[Named-object pointing records]
+++++

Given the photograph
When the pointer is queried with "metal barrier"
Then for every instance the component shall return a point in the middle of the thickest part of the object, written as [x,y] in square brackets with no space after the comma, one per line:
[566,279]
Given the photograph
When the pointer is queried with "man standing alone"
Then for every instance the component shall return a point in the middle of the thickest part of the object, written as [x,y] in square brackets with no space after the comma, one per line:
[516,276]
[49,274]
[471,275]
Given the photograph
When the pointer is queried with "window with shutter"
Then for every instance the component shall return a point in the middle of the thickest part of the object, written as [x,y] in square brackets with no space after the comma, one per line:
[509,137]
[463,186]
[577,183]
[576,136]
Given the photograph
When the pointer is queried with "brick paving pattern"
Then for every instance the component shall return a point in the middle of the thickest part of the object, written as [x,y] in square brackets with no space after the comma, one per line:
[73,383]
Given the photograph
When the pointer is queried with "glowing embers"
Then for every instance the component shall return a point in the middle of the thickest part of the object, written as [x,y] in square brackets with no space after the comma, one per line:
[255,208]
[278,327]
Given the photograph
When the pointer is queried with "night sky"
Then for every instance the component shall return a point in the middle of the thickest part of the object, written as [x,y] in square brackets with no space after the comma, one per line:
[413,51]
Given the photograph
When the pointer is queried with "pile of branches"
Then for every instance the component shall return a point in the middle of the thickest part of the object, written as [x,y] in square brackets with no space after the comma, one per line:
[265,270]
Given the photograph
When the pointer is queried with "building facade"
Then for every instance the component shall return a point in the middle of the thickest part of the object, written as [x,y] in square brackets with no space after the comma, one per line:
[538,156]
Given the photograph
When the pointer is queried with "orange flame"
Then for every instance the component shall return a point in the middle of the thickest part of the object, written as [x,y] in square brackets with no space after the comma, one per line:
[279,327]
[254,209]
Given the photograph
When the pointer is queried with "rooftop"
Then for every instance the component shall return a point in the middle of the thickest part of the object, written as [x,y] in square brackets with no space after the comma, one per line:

+++++

What the task asks: Count the lines of the records that contain the string "queried", with case counting, and reply with only that number.

The solution: 10